▶ Study questions:
1/ Print the stretch of the post on care for the frail elderly from "Posted on 07/06/2009" through "upon and deserves.".
2/ For each statement below, say whether it agrees with the post on care for the frail elderly. Answer yes or no and quote the deciding words.
(a) The writer has worked for nearly twenty years in the American healthcare industry.
(b) Most of the customers the writer serves each day have no form of dementia.
(c) Nursing facilities are found only in large cities.
3/ Answer these questions from the post on care for the frail elderly:
(a) Which two organizations are named as working daily with the elderly and their families?
(b) In what area of healthcare has the writer spent most of the working years?
(c) For which population subset is the claim about the best medical care said to be most true?

▶ Reading text:
========================================================================
Posted on 07/06/2009 3:31:32 AM PDT by Scanian
Our current system, although flawed, still provides the best medical care anywhere on Earth. For no population subset is this statement more true than our frail elderly.
Even the most modest towns across our nation have nursing facilities, home health agencies, and community resources available to help maintain the dignity, function, and quality of life of the frail older adult. There are organizations and niche providers such as Hospice and Meals on Wheels who work in the trenches daily with the elderly and their families to make the best of an oftentimes hopeless situation. We as a nation should be thankful to this arm of the healthcare industry, and shudder when we reflect that, if Obamacare reforms are successful, it could sound the death knell for these types of services which the frail elderly population depends upon and deserves.
I've worked for nearly twenty years in the American healthcare industry, spending most of that time in long-term care. Many patients I encounter are in the last weeks or months of their lives. The vast majority of customers I serve each day have at least some form of dementia, from those who have mild cognitive deficits to poor souls who are profoundly demented, to the point of not being able to care for themselves. Yet I, and hundreds of thousands of other healthcare workers nationwide, devote our lives to serving these residents and their families. The efforts we deliver daily touch lives and make a difference, and woe to our nation if Obama's "reforms" curtail care to this seemingly hopeless group of citizens.
========================================================================
▶ Data section:

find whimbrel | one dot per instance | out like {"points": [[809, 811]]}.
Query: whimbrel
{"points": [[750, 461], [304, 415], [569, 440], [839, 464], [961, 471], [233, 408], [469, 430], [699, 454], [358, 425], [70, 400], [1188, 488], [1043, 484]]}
========================================================================
▶ Your responses:
1/
Posted on 07/06/2009 3:31:32 AM PDT by Scanian
Our current system, although flawed, still provides the best medical care anywhere on Earth. For no population subset is this statement more true than our frail elderly.
Even the most modest towns across our nation have nursing facilities, home health agencies, and community resources available to help maintain the dignity, function, and quality of life of the frail older adult. There are organizations and niche providers such as Hospice and Meals on Wheels who work in the trenches daily with the elderly and their families to make the best of an oftentimes hopeless situation. We as a nation should be thankful to this arm of the healthcare industry, and shudder when we reflect that, if Obamacare reforms are successful, it could sound the death knell for these types of services which the frail elderly population depends upon and deserves.

2/
(a) Yes: "I've worked for nearly twenty years in the American healthcare industry"
(b) No: "The vast majority of customers I serve each day have at least some form of dementia"
(c) No: "Even the most modest towns across our nation have nursing facilities"

3/
(a) Hospice and Meals on Wheels
(b) Long-term care
(c) The frail elderly